# [Задание 1]
Верни без изменений строки записей от строки с «locate the navy blue shirt in the photo above» до самого конца записей, включая обе крайние строки.

--- Исходный текст ---

Критики нашего голосования говорят, что оно с самого начала было нечестным, потому что ну что это такое — все журналисты идут в списке по одному, и только Стешин и Коц номинированы вдвоем. - Комментирует постоянно перебегавший от кремляди к либерастам и обратно, а в итоге смывшийся в Швейцарию журналист Олег Кашин победу на организованном им голосовании "Журналист года" военных корреспондентов "Комсомольской Правды" Дмитрия Стешина и Александра Коца. - Надо было, говорят критики, их тоже номинировать по отдельности — тогда бы их результат был бы не таким шокирующим.
Да-да, конечно. Скажи мне, деточка, кого ты больше любишь — Ильфа или Петрова. Стешин и Коц — это именно что один автор; то есть вроде бы даже Стешин сам пишет в «Комсомольской правде» какие-то колонки, но они теряются на фоне Скойбеды, а вот фронтовые репортажи — там они всегда вдвоем, и мы не знаем, кого в этих репортажах больше, Коца или Стешина, да и важно ли это знать? «Эдмонд бегает по редакциям, а Жюль стережет рукопись, чтобы не украли знакомые».
О Коце можно рассказать только коротко. Что я о нем знаю — он родился и вырос в «Комсомольской правде». С одна тысяча девятьсот черт знает какого года в пятничной «Комсомольской правде» (тогда ее называли «толстушка», потом это перестало нравиться маркетингу, и теперь ее называют «еженедельник») на второй полосе была рубрика «Люди, которые нас удивили» — такой таблоидный стандарт откуда-то с Запада, что-то типа: «Борис Ельцин. Напился в Берлине и дирижировал оркестром. Дядя Боря, вы в говно!» Вел рубрику такой Игорь Коц, заслуженный ветеран еще досунгоркинской КП, боюсь соврать, но то ли замглавного, то ли ответственный секретарь. Вот сколько себя помню, он эту рубрику и вел, писал ли что-то еще — не знаю, то есть наверняка писал, но моя память этого не зафиксировала, и единственный большой его текст, который я помню — это уже совсем недавно, в августе 2008 года, когда была война в Грузии, и Игорь Коц в «Комсомольской правде» на двух полосах очень пронзительно и трогательно писал, как его сына журналиста ранило в Цхинвале, и как взаимовыручка осетинских ополченцев, российских журналистов и российских военных спасла ему жизнь, и его доставили в Москву, и теперь оперируют. Собственно, из той статьи я узнал, что у Коца есть сын, а теперь, когда я пересказываю ту историю, я догадываюсь, что, наверное, жизнь Коцу-сыну тогда спас как раз Дмитрий Стешин, потому что с тех пор их фамилии в газете всегда только вместе — Ливия, Сирия, теперь весь год Донбасс. Я легко могу представить себе, что в их дуэте основную работу делает Коц, и что все тексты пишет Коц, но при этом не могу отделаться от сложившегося когда-то представления, что Коц — это сын Коца, и с ним такой дядька Стешин.

--- Сохранённые записи ---

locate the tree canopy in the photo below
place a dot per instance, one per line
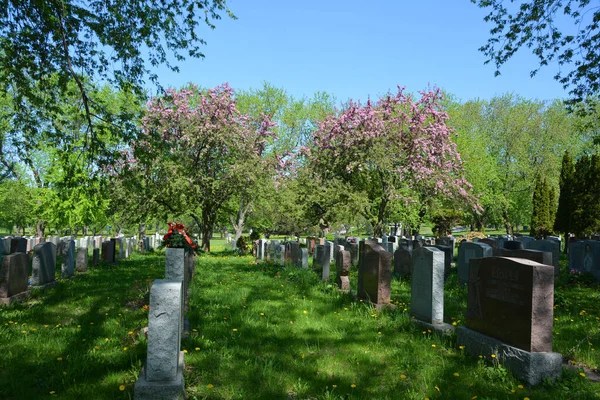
(539, 25)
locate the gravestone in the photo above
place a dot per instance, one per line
(343, 270)
(162, 374)
(108, 251)
(467, 251)
(512, 245)
(406, 244)
(13, 277)
(18, 245)
(542, 257)
(526, 240)
(67, 267)
(427, 288)
(95, 257)
(584, 256)
(81, 259)
(448, 256)
(352, 247)
(551, 246)
(402, 262)
(5, 245)
(303, 259)
(43, 270)
(510, 315)
(376, 275)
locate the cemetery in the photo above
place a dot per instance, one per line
(343, 237)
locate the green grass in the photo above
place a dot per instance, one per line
(265, 332)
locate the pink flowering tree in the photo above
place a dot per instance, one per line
(196, 150)
(375, 157)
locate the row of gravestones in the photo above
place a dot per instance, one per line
(162, 374)
(40, 263)
(510, 300)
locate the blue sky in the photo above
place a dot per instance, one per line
(356, 49)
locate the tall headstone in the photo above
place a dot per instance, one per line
(43, 270)
(162, 375)
(303, 260)
(427, 288)
(376, 275)
(18, 245)
(467, 251)
(342, 264)
(13, 277)
(402, 262)
(584, 256)
(551, 246)
(81, 259)
(68, 258)
(510, 314)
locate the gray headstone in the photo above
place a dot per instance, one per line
(427, 286)
(81, 259)
(343, 270)
(164, 330)
(551, 246)
(43, 269)
(376, 274)
(402, 262)
(68, 258)
(13, 275)
(467, 251)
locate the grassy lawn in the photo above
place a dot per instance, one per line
(266, 332)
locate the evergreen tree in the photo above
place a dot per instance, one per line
(563, 215)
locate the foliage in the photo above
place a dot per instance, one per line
(563, 220)
(586, 192)
(195, 152)
(395, 151)
(177, 237)
(46, 46)
(542, 215)
(538, 26)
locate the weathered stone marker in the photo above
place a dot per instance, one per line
(342, 264)
(43, 268)
(13, 278)
(375, 274)
(510, 314)
(427, 289)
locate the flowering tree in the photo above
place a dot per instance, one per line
(196, 150)
(397, 151)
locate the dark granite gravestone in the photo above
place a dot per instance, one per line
(13, 277)
(342, 264)
(18, 245)
(467, 251)
(448, 256)
(376, 274)
(402, 262)
(542, 257)
(44, 264)
(512, 300)
(584, 256)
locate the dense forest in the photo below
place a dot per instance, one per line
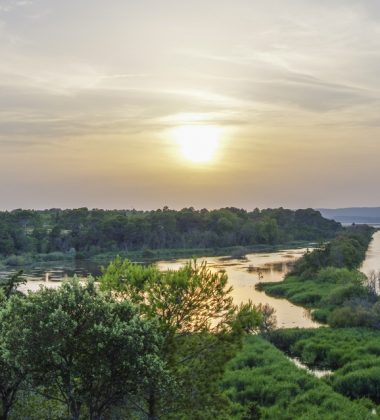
(327, 281)
(139, 343)
(88, 232)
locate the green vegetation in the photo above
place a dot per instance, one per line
(202, 330)
(148, 345)
(326, 280)
(80, 233)
(263, 384)
(353, 354)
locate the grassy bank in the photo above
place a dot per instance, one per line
(144, 255)
(353, 354)
(327, 279)
(263, 383)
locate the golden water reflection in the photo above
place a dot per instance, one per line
(244, 274)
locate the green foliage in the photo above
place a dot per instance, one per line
(81, 348)
(340, 294)
(82, 232)
(262, 383)
(201, 326)
(353, 354)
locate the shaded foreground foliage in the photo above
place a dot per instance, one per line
(326, 280)
(202, 330)
(353, 354)
(149, 345)
(83, 232)
(263, 384)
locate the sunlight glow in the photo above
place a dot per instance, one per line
(198, 143)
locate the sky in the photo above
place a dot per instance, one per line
(203, 103)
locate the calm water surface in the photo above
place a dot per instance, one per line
(243, 276)
(372, 260)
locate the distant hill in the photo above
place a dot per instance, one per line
(369, 215)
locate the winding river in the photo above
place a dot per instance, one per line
(243, 275)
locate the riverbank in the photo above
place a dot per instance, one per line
(146, 255)
(327, 279)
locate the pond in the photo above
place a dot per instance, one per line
(244, 274)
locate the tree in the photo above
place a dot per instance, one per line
(201, 326)
(11, 377)
(82, 348)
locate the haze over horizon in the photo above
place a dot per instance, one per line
(204, 103)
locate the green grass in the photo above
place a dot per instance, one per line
(325, 292)
(263, 383)
(353, 354)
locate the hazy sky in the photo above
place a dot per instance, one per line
(94, 96)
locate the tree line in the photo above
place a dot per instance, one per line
(88, 232)
(139, 344)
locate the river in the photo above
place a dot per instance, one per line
(243, 275)
(372, 260)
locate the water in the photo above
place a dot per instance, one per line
(243, 275)
(372, 260)
(52, 274)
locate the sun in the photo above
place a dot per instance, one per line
(198, 143)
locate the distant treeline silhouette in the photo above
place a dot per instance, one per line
(94, 231)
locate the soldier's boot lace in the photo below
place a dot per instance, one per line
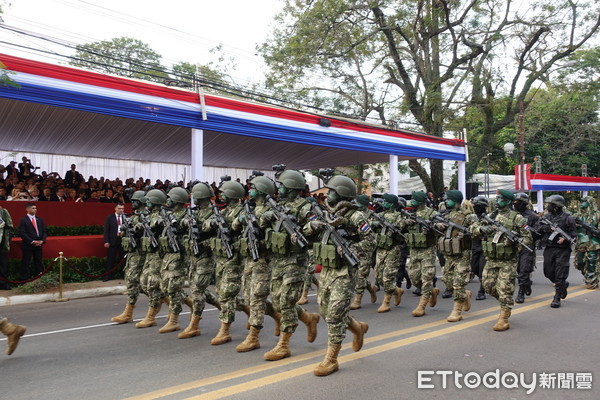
(223, 335)
(126, 316)
(356, 302)
(385, 304)
(193, 329)
(304, 298)
(419, 311)
(281, 349)
(502, 323)
(467, 303)
(13, 332)
(456, 314)
(358, 330)
(433, 299)
(310, 320)
(150, 318)
(372, 292)
(398, 296)
(329, 364)
(251, 342)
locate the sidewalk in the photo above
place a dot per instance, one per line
(77, 290)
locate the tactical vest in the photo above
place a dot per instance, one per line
(497, 247)
(457, 243)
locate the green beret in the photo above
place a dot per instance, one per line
(455, 195)
(363, 199)
(507, 194)
(390, 198)
(419, 197)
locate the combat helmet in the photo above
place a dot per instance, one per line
(343, 185)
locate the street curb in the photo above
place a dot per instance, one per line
(73, 294)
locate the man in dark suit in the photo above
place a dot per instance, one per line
(33, 233)
(112, 238)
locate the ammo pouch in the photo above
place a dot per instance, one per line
(326, 255)
(279, 242)
(383, 241)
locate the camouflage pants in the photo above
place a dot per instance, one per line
(201, 270)
(133, 272)
(586, 262)
(173, 275)
(422, 269)
(229, 283)
(457, 272)
(150, 279)
(386, 267)
(334, 297)
(256, 281)
(287, 280)
(499, 280)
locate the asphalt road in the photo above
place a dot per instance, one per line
(72, 351)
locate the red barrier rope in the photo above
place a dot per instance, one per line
(44, 272)
(68, 263)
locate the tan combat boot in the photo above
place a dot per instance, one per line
(433, 299)
(467, 304)
(310, 320)
(193, 329)
(172, 324)
(13, 333)
(358, 329)
(456, 315)
(304, 298)
(372, 292)
(419, 311)
(502, 323)
(223, 335)
(385, 304)
(150, 318)
(398, 296)
(281, 349)
(329, 364)
(356, 302)
(251, 342)
(126, 316)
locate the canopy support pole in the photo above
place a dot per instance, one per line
(394, 174)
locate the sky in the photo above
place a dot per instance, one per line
(179, 30)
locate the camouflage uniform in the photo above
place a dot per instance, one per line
(588, 244)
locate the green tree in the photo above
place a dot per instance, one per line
(122, 56)
(442, 56)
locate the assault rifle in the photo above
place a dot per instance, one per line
(148, 231)
(556, 230)
(193, 230)
(510, 235)
(594, 231)
(452, 225)
(223, 231)
(337, 237)
(388, 225)
(424, 223)
(170, 230)
(288, 223)
(252, 231)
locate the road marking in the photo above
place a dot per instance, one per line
(271, 379)
(319, 353)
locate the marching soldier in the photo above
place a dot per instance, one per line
(366, 259)
(337, 277)
(456, 248)
(135, 257)
(588, 241)
(501, 268)
(526, 263)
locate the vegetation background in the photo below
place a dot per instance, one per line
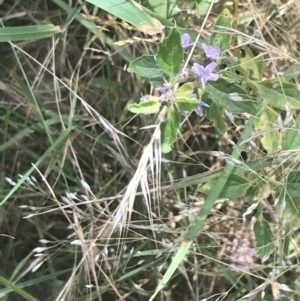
(69, 149)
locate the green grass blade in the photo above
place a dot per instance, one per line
(28, 33)
(205, 210)
(61, 138)
(89, 25)
(16, 289)
(132, 13)
(173, 266)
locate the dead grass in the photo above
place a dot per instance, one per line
(100, 200)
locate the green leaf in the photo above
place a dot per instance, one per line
(291, 136)
(278, 94)
(28, 33)
(170, 52)
(170, 129)
(145, 107)
(200, 219)
(293, 184)
(235, 187)
(255, 65)
(186, 104)
(146, 66)
(186, 90)
(131, 12)
(290, 73)
(263, 236)
(271, 137)
(218, 38)
(219, 92)
(215, 113)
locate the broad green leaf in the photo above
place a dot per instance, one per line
(28, 33)
(270, 139)
(215, 113)
(219, 38)
(170, 52)
(263, 236)
(279, 94)
(291, 136)
(221, 93)
(131, 12)
(186, 104)
(145, 107)
(146, 66)
(186, 90)
(255, 65)
(235, 187)
(170, 129)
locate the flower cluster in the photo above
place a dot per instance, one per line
(204, 73)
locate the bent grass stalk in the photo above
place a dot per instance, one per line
(205, 210)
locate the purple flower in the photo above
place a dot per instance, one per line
(184, 74)
(205, 73)
(185, 40)
(165, 89)
(199, 109)
(211, 52)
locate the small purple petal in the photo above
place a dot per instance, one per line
(211, 52)
(185, 40)
(165, 89)
(205, 73)
(144, 98)
(184, 74)
(204, 104)
(199, 110)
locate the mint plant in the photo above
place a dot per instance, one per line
(225, 88)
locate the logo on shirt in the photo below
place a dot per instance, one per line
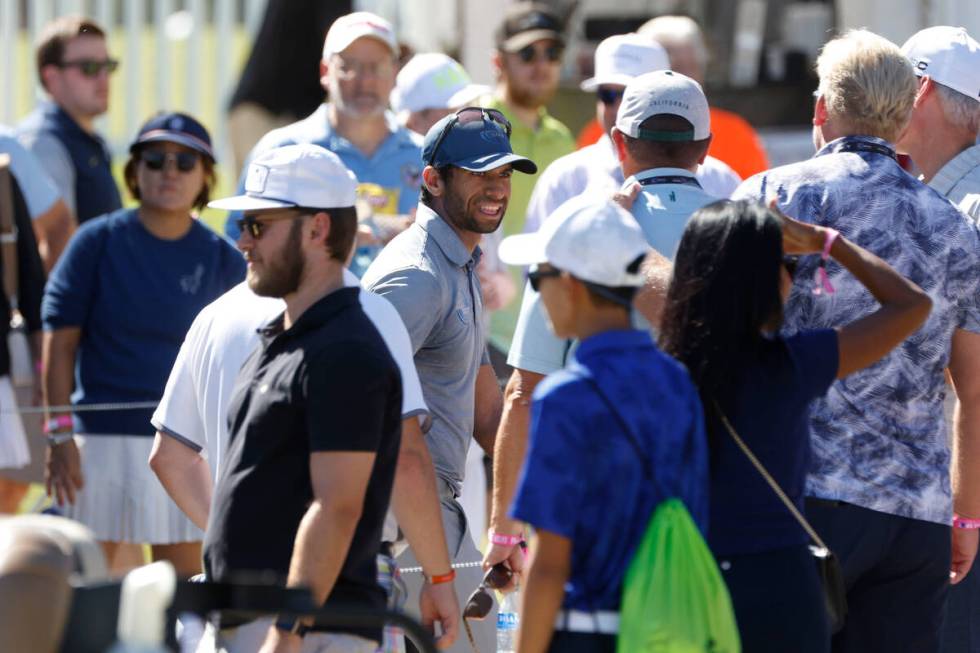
(191, 283)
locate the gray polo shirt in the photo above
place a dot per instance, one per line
(430, 277)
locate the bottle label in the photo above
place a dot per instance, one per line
(506, 621)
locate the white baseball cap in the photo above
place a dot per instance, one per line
(949, 56)
(664, 92)
(294, 175)
(620, 58)
(347, 29)
(593, 240)
(434, 81)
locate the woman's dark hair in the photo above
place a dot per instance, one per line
(202, 199)
(724, 292)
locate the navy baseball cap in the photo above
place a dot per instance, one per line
(478, 144)
(175, 128)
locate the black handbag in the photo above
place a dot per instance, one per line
(828, 566)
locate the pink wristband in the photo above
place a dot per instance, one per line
(505, 540)
(964, 522)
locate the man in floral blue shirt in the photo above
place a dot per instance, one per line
(880, 485)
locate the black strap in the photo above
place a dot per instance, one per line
(670, 179)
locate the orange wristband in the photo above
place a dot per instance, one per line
(443, 578)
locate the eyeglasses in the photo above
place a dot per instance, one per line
(610, 95)
(92, 67)
(468, 115)
(791, 263)
(157, 159)
(537, 274)
(255, 224)
(551, 53)
(480, 603)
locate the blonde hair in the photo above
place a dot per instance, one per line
(868, 83)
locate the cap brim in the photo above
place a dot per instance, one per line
(524, 39)
(493, 161)
(593, 83)
(247, 203)
(522, 249)
(186, 141)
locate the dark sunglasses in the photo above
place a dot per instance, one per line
(610, 95)
(92, 67)
(157, 159)
(791, 263)
(480, 603)
(256, 224)
(537, 274)
(551, 53)
(467, 115)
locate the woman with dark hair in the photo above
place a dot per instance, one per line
(732, 274)
(115, 312)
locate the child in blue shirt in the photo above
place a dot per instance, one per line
(620, 414)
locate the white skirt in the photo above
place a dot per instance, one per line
(14, 453)
(122, 500)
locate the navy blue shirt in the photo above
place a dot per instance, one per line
(584, 480)
(770, 411)
(134, 297)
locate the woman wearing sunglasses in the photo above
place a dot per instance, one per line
(115, 312)
(722, 319)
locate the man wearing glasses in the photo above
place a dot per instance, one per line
(527, 63)
(429, 273)
(73, 66)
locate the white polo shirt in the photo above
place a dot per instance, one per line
(194, 407)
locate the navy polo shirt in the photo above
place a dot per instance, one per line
(584, 480)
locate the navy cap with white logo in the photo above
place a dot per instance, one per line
(177, 128)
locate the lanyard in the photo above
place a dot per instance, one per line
(864, 146)
(670, 179)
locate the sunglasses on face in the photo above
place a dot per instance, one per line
(610, 95)
(467, 115)
(537, 274)
(551, 53)
(157, 159)
(92, 67)
(255, 225)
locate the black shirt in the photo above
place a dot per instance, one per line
(328, 383)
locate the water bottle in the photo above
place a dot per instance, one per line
(507, 623)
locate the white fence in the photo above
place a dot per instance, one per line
(176, 55)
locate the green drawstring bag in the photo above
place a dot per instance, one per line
(674, 598)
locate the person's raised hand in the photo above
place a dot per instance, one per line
(439, 603)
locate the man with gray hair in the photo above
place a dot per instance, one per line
(879, 486)
(941, 139)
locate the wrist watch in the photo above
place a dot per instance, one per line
(291, 625)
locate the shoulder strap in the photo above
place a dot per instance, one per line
(8, 233)
(768, 478)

---

# [Задание 2]
Ответь по тексту о Стешине и Коце:
(а) В какую страну, по словам текста, уехал журналист Олег Кашин?
(б) Как называлась рубрика, которую вёл Игорь Коц?
(в) В каком городе ранило сына Игоря Коца?

# [Результат 1]
locate the navy blue shirt in the photo above
place a dot per instance, one per line
(584, 480)
(770, 411)
(134, 297)
locate the woman wearing sunglasses in the photo above
place a dot per instance, one per line
(115, 312)
(722, 319)
locate the man wearing glasses in the photo above
place a dot per instance, one per line
(527, 63)
(429, 273)
(73, 66)
locate the white polo shirt in the photo above
place a dot per instance, one per line
(194, 407)
locate the navy polo shirt in the photo above
place a dot per instance, one per line
(584, 480)
locate the navy cap with white logo in the photo above
place a dot per instance, one per line
(177, 128)
locate the lanyard in the photo above
place a dot per instance, one per line
(864, 146)
(670, 179)
locate the sunglasses on face in the photo above
place a dot per instance, one per line
(610, 95)
(467, 115)
(537, 274)
(551, 53)
(157, 159)
(92, 67)
(255, 225)
locate the black shirt in the photo above
place a dot per instance, one per line
(328, 383)
locate the water bottle in the photo above
place a dot per instance, one per line
(507, 623)
locate the white fence in the photo above
place a dot per instance, one per line
(176, 55)
locate the green drawstring bag in the photo above
place a dot per instance, one per line
(674, 598)
locate the person's raised hand in the photo above
place a dot per instance, one per line
(439, 603)
locate the man with gray hair in the photo above
place a dot per instance, one per line
(879, 486)
(941, 139)
locate the wrist watch in the photo above
place a dot per instance, one per line
(291, 625)
locate the shoulder strap in the photo above
place a dot per instance, one per line
(8, 233)
(768, 478)

# [Результат 2]
(а) В Швейцарию.
(б) «Люди, которые нас удивили».
(в) В Цхинвале.